#### TEXTE ÉTUDIÉ:

►

Les fédérations hors jeu

Côté fédérations professionnelles, le projet d’Union des Métiers du Tourisme, seul espoir pour les professionnels d’avoir une voix et un poids dans la prise de décision du secteur, est mort-né pour des considérations d’ego chez nos hôteliers. En 2002, l’étude de la Banque Mondiale mettait déjà le doigt sur le manque d’organisation de la profession. On y lisait notamment :
« La profession est sous-organisée et les contacts entre elle et les Pouvoirs Publics ne semblent exister qu’au sommet : aucune action concertée des professionnels, en dehors de celles initiées par les Pouvoirs Publics, ne semble exister. Cet état de fait se traduit notamment par la difficulté à disposer d’informations fiables sur les produits et les clientèles, autres que quantitatives. La fédération de l’hôtellerie apparaît plus comme une organisation d’investisseurs que comme un syndicat de professionnels de l’hôtellerie ». Quinze années plus tard, le diagnostic demeure d’actualité.

Depuis ce rapport, la FTH n’a pas trouvé le chemin pour se transformer en une force de proposition et d’action, malgré une étude de restructuration prête depuis 2011 et financée par l’AFD (Agence Française de Développement). Une étude dont les recommandations visaient à « la redéfinition des missions de la FTH… en privilégiant le fait qu’il faille sortir du rôle de “suiveur” et de “revendicateur” pour avoir un rôle pilote dans les actions de développement qui touchent le secteur ». Cette étude, et la restructuration qui devait en découler, sont restées lettre morte.

◄

#### CE QUI EST ATTENDU:
Dans le texte sur les fédérations professionnelles du tourisme, quel organisme a financé l'étude de restructuration de la FTH prête depuis 2011 ? La liste ci-dessous n'est pas nécessaire.

#### DONNÉES FOURNIES:

►

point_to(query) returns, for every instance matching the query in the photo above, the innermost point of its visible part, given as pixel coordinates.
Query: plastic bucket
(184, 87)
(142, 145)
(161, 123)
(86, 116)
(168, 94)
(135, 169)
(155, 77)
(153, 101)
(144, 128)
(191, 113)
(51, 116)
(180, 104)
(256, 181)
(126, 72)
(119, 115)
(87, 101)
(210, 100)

◄

#### RÉPONSE CI-DESSOUS:
Elle a été financée par l'AFD (Agence Française de Développement).